[Data provided Boundary: Start]

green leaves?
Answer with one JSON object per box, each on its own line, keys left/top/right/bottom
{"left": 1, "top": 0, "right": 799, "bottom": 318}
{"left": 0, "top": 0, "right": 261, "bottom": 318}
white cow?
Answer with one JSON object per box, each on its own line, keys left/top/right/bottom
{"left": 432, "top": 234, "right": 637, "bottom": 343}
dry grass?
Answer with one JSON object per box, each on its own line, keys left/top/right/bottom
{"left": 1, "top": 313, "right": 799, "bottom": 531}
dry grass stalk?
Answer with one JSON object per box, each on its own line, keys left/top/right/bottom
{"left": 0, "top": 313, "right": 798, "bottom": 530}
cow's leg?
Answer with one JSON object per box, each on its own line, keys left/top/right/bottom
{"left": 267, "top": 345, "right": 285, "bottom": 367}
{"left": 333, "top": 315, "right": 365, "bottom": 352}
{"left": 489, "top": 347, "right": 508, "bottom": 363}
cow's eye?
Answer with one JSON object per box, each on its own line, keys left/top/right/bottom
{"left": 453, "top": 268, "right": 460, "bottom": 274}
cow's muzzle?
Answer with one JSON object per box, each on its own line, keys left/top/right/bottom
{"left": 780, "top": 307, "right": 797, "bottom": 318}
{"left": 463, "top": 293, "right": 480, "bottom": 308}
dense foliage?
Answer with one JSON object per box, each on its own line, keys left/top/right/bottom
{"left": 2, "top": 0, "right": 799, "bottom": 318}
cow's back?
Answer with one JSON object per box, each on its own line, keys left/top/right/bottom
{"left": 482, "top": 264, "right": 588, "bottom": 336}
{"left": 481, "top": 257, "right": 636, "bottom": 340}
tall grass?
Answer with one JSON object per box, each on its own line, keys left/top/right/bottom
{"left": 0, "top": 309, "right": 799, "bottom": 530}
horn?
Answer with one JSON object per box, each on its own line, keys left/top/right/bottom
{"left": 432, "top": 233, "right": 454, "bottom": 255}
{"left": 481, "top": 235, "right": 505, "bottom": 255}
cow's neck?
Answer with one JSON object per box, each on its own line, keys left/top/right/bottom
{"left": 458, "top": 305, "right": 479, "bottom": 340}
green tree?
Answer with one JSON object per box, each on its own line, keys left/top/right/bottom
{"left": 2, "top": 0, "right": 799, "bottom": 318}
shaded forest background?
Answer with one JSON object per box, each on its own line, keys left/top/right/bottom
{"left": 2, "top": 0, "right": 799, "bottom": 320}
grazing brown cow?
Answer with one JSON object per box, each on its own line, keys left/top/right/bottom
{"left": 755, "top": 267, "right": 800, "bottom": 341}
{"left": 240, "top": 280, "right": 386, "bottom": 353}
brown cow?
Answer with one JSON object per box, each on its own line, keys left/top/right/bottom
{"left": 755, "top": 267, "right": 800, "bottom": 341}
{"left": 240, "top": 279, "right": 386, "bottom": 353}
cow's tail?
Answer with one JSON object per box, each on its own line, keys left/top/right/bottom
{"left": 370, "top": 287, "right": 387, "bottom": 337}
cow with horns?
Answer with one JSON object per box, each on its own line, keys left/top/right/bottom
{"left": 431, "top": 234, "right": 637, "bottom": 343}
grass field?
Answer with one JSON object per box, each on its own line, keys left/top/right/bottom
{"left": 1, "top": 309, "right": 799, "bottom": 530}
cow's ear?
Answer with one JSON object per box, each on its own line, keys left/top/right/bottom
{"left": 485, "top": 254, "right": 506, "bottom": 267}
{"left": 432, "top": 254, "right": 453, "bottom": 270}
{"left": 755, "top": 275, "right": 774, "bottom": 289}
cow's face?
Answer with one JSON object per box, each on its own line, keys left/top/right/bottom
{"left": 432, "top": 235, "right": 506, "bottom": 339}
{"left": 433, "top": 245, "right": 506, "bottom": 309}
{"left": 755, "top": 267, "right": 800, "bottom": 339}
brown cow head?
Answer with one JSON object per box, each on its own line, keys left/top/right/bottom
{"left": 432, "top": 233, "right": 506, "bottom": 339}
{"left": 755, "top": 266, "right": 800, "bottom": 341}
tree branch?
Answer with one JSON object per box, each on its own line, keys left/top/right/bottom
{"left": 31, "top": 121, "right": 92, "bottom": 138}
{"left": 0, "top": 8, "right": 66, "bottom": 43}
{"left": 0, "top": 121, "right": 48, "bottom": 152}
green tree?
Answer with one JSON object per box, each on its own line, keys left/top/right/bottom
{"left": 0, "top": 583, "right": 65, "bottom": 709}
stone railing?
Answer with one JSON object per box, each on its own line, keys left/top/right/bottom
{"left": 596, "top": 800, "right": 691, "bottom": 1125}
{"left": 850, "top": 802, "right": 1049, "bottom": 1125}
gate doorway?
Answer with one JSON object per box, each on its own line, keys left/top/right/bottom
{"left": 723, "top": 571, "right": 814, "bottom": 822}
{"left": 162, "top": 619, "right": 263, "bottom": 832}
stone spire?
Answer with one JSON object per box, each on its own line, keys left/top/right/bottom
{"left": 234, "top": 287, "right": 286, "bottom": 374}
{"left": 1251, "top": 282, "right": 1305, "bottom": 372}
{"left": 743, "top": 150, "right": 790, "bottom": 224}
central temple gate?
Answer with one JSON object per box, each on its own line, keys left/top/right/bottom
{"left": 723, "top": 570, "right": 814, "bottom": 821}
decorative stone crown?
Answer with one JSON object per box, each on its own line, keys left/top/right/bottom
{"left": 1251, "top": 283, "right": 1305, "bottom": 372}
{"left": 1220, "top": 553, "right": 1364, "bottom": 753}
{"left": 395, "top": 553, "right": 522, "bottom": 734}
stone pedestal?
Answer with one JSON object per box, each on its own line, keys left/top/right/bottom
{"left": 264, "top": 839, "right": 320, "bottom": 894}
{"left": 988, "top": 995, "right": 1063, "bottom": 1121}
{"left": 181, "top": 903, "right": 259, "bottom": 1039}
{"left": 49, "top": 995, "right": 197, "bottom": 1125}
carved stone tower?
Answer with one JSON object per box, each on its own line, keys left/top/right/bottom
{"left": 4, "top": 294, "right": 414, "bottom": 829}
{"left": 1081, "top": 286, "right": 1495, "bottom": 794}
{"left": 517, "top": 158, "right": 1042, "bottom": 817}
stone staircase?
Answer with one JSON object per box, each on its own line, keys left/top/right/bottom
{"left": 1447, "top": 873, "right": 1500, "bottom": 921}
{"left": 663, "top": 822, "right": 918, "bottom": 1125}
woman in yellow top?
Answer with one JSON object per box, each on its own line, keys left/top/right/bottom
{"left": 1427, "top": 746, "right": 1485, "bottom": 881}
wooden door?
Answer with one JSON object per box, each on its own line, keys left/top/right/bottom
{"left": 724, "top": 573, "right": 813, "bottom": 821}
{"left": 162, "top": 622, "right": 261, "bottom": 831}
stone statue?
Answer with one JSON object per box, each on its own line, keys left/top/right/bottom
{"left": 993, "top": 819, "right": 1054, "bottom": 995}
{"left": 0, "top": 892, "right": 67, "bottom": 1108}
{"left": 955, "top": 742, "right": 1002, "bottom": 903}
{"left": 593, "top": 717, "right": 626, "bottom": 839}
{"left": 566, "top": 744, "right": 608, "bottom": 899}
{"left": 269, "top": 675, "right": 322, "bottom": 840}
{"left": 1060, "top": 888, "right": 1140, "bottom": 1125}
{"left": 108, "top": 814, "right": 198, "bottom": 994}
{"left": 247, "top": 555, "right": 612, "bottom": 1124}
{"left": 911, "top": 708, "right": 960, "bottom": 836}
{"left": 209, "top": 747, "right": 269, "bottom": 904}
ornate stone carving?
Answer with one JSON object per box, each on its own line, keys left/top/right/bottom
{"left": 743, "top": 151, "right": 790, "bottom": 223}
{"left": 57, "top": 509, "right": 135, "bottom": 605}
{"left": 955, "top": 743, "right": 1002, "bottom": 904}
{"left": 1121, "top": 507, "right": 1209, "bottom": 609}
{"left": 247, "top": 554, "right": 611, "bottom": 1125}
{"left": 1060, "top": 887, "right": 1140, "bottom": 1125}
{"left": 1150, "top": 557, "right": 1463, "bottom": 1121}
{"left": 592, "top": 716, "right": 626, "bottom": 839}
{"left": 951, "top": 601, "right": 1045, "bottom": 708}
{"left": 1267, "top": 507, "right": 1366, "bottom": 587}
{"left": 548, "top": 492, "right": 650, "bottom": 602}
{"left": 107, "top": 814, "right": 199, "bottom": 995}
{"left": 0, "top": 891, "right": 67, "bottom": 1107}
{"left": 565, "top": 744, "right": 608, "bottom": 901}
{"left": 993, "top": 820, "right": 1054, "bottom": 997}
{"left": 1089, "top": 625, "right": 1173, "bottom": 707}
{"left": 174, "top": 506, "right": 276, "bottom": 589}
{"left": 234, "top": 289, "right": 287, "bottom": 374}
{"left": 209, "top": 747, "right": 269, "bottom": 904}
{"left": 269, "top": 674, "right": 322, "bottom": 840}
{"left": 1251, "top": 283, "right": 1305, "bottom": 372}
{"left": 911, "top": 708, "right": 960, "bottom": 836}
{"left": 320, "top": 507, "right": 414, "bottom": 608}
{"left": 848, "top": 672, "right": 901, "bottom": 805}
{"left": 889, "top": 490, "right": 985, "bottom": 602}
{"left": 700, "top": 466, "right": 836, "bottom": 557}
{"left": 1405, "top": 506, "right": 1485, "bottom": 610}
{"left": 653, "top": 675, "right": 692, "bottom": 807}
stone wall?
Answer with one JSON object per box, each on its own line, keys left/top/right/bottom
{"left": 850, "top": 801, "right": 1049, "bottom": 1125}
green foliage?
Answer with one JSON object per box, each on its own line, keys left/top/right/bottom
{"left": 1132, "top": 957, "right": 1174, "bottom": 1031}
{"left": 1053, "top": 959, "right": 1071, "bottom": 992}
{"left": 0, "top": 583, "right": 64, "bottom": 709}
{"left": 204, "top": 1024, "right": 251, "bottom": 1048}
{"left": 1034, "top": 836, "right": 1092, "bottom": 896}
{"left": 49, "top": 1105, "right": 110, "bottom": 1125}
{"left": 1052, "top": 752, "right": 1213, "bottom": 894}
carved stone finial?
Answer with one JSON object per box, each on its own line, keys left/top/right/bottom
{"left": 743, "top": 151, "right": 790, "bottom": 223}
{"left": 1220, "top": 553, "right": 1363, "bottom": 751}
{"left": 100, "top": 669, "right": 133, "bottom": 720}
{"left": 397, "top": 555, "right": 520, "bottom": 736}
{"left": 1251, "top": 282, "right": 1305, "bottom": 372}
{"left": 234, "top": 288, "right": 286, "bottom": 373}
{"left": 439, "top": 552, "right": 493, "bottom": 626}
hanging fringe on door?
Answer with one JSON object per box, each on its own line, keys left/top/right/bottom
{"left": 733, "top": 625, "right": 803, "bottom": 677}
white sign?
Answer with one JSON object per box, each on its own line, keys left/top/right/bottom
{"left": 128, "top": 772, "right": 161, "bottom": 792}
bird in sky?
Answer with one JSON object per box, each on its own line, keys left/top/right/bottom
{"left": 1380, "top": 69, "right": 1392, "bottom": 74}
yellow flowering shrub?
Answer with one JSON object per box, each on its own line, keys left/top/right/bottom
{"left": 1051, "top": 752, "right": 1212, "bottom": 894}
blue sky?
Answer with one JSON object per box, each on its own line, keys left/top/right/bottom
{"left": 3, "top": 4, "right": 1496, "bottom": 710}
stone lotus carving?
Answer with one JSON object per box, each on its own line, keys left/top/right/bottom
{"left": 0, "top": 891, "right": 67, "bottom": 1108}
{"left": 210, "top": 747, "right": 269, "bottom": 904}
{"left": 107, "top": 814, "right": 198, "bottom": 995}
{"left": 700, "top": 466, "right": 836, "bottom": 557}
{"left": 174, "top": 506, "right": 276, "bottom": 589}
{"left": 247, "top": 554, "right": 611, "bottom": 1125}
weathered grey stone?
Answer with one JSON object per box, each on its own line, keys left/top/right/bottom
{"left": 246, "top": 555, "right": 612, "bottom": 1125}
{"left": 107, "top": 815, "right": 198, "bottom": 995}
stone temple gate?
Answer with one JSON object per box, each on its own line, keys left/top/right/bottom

[Data provided Boundary: End]

- _Goal of the exercise_:
State the number of lines in the data above containing the string "green" and nothing more.

- _Solution below_:
4